_What the task requires_:
Could you retype all of the entries exactly, without their pictures?

━━━━━━

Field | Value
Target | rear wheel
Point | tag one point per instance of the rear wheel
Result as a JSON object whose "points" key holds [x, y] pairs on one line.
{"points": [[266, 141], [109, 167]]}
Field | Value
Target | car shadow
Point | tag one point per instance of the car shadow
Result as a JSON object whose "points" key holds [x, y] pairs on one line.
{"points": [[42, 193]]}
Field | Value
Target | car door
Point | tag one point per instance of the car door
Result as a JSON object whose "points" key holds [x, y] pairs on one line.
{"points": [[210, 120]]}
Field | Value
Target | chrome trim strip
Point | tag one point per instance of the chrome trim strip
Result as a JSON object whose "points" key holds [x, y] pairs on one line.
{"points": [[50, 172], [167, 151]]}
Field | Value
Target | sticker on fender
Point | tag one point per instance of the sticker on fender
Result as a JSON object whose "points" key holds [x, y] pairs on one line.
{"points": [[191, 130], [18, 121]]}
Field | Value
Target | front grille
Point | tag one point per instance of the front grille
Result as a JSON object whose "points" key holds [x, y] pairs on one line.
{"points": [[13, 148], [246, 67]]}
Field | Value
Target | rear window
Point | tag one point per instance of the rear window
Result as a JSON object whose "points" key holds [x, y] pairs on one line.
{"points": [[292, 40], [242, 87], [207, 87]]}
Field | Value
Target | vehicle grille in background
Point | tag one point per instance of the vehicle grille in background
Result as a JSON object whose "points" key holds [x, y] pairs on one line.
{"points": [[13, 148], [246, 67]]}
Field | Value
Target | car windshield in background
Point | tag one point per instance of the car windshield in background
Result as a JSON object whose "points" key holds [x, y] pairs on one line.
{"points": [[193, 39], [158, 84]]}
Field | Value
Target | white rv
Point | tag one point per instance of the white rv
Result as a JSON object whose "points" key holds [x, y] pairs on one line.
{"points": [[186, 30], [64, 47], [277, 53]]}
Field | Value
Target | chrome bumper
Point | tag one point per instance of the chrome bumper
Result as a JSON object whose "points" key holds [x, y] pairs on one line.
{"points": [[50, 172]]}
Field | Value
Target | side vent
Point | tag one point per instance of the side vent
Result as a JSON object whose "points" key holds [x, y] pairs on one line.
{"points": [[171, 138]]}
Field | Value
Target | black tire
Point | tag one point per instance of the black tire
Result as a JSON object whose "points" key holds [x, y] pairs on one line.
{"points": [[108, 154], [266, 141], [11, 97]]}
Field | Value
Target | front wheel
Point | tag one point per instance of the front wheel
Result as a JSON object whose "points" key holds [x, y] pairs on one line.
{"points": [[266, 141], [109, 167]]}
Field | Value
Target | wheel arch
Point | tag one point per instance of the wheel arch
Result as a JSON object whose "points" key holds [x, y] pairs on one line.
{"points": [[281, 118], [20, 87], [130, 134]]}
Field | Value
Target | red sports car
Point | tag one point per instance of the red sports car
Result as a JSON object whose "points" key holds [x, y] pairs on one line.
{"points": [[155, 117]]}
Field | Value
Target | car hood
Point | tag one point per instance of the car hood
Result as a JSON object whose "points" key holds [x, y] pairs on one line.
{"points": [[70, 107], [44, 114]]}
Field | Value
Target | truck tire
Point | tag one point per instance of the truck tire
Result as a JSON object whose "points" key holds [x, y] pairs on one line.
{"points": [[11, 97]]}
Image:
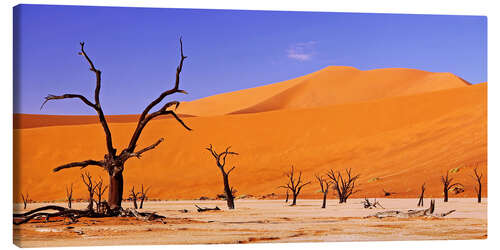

━━━━━━

_Answer to this task_:
Field | Value
Target | rear wheel
Point | tag one point per instance of the rear wheel
Result as a JSON object whose "points" key holds [x, y] pairs on one line.
{"points": [[266, 141], [109, 167]]}
Field | Value
Target | car shadow
Point | tag one point per instance of the car shadow
Result as a JSON object whose "points" key holds [x, y] pairs on one line.
{"points": [[42, 193]]}
Field | Value
Target | car door
Point | tag one point per instance of the car door
Result as a JSON object whose "points" key holds [x, y] pairs on one line.
{"points": [[210, 120]]}
Field | Value
Target | chrome trim strip
Point | tag one point per instance of the chrome trim strip
Result as a JSON object whose "points" key holds [x, y] pairs on one line.
{"points": [[50, 172], [167, 151]]}
Field | Value
Target | sticker on fender
Point | tag one point per instance of the sticker on fender
Result as a JSON object whose "points" key holds [x, y] pairs on one line.
{"points": [[191, 130], [18, 121]]}
Field | Value
Target | front grille
Point | tag one point per instance of the front grille
Result as a JSON object whose "points" key holds [x, y] pairs on one line.
{"points": [[13, 148], [246, 67]]}
Field | Value
Target | rear window
Point | tag one point per instance of the rear window
Result as a JSON object whose "points" key holds [x, y] pairs on one line.
{"points": [[292, 40], [242, 87], [207, 87]]}
Field | Value
Target | vehicle grille in background
Point | tag one point per instance of the vehicle grille in background
Result as a JSON object whose "points" key holds [x, y] pairs on one line.
{"points": [[13, 148], [246, 67]]}
Field | Value
Target | car windshield in background
Point | tag one point per instance of the car windshield in background
Result as a JSON object whose "points" key holds [x, y] pairs on one line.
{"points": [[193, 39], [158, 84]]}
Field | Value
Target | white rv
Point | tag one point per instance of the white rv
Result as a JSON object whose "points" key holds [x, y] pairs on one line.
{"points": [[186, 30], [64, 47], [277, 53]]}
Field | Value
Target | chrome bumper
Point | tag one point per instance of the chrome bumper
Result as a JSON object whose "points" key holds [x, y] pairs on one line.
{"points": [[50, 172]]}
Field | Value
Target | side vent
Point | tag one point per instance of the side vent
Result as a JSON object whose "points" key holds [x, y] pairs on one line.
{"points": [[171, 138]]}
Field | Value
Target | black tire
Point | tag one point per instance of the black tire
Result as a JSON object whose "points" key holds [x, y] pairs on one line.
{"points": [[108, 154], [266, 141], [11, 97]]}
Field | Value
Target | front wheel
Point | tag one point per instance of the front wheel
Result as a JSON object whose "points" key holds [x, y] pairs on one line.
{"points": [[266, 141], [109, 167]]}
Field | Value
Target | wheel arch
Point | tag one point per instance of the wheel arch
Result as a JSON object whose "points" key holds [x, y] pairs on one line.
{"points": [[281, 118], [20, 87], [130, 134]]}
Field | Value
Target | red sports car
Point | tag one point per instance of the red sports car
Result as a JSON object whose "points" key holds [x, y] pairs on one line.
{"points": [[155, 117]]}
Field | Value
Target | car hood
Point | tag one point per instance of the car hood
Result as a JSON object whose "points" key holds [x, y] pairs on one line.
{"points": [[70, 107], [44, 114]]}
Field | Value
Target | truck tire
Point | tag one point per instance of the truck tire
Result as a JSON object whose "points" key holds [x, y] pairs on one line.
{"points": [[11, 97]]}
Image:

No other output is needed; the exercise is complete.